= Craig Dirgo =

American writer

Craig Dirgo is an American author of techno thrillers and adventure novels, as well as non-fiction. He started off co-authoring with Clive Cussler on his non-fiction work. He soon moved to his own novels starring his character, John Taft, an agent of a fictitious US spy agency, the National Intelligence Agency. He co-authored with Cussler the first two "Oregon Files" novels.

After running projects at Cussler's National Underwater and Marine Agency group since 1987, he became a trustee of the organization.

Craig decided to check out filmed media to gain insight into how scripts are properly designed.

He has worked as Stand In and Background on a variety of productions including:

The Nice Guys, The Accountant, News of the World, Cry Macho, Stranger Things, The Cleaning Lady, Better Call Saul, American Primeval, Messiah, Loves Lies Bleeding, Oppenheimer, Longboard, Outer Range, Deputy, Dreamland, Roswell, Those Who Wish Me Dead, The Silk Road, Briarpatch, Interrogation, and The Lost Bus where he earned SAG status.

**Dataset extract**
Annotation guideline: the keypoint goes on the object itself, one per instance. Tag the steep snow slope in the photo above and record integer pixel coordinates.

**Your tasks**
- A) According to the Craig Dirgo text, what fictitious US spy agency does his character John Taft work for?
- B) For each statement, say whether it agrees with the Craig Dirgo text, and quote the words that decide it.
(i) Dirgo co-authored the first two "Oregon Files" novels with Clive Cussler.
(ii) Dirgo earned SAG status while working on Oppenheimer.
(iii) Dirgo became a trustee of the National Underwater and Marine Agency.

**Results by task**
- A) The National Intelligence Agency.

- B)
(i) Yes: "He co-authored with Cussler the first two"
(ii) No: "and The Lost Bus where he earned SAG status"
(iii) Yes: "he became a trustee of the organization"